Instructions to follow:
Scale the bounding-box coordinates in everything from the start of the items down through the line containing "left=143, top=630, right=300, bottom=692", that line included. Multiply each coordinate by 0.3 and round it to a whole number, with halves going up, and write out only those lines again in full with all other text left unchanged.

+ + + +

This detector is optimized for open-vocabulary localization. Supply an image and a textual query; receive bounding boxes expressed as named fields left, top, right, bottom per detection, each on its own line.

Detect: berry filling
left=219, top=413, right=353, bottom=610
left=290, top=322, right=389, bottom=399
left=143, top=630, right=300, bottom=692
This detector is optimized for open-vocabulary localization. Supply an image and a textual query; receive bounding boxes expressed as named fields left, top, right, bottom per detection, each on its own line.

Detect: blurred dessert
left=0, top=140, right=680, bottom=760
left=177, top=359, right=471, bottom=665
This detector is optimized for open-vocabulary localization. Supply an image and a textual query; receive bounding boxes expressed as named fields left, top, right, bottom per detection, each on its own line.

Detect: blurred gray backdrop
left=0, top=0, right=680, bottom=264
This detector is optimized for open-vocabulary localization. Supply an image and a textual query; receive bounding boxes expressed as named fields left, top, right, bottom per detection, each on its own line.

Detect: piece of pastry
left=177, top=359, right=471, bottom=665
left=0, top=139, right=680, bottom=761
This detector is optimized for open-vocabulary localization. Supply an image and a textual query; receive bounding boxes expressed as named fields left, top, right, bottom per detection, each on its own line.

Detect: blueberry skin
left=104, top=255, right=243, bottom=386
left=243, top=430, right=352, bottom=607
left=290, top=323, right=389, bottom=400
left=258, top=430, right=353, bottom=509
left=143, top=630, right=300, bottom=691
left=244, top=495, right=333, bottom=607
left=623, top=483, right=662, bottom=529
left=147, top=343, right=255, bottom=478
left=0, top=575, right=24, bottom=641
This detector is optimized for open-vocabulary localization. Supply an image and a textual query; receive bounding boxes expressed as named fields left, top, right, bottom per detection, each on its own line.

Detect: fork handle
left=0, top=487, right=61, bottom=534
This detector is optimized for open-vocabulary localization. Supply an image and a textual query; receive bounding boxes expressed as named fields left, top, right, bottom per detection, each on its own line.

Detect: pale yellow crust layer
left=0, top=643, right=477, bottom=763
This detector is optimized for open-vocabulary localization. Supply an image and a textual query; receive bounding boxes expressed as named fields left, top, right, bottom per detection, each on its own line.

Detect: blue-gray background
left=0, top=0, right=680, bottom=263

+ + + +

Complete output:
This detector is optimized for open-vocabulary localization. Supply an image and a textual query; receive bounding boxes expressed as named fields left, top, right, bottom per detection, each on its own line.

Detect: berry filling
left=66, top=124, right=106, bottom=183
left=87, top=97, right=117, bottom=120
left=43, top=189, right=90, bottom=208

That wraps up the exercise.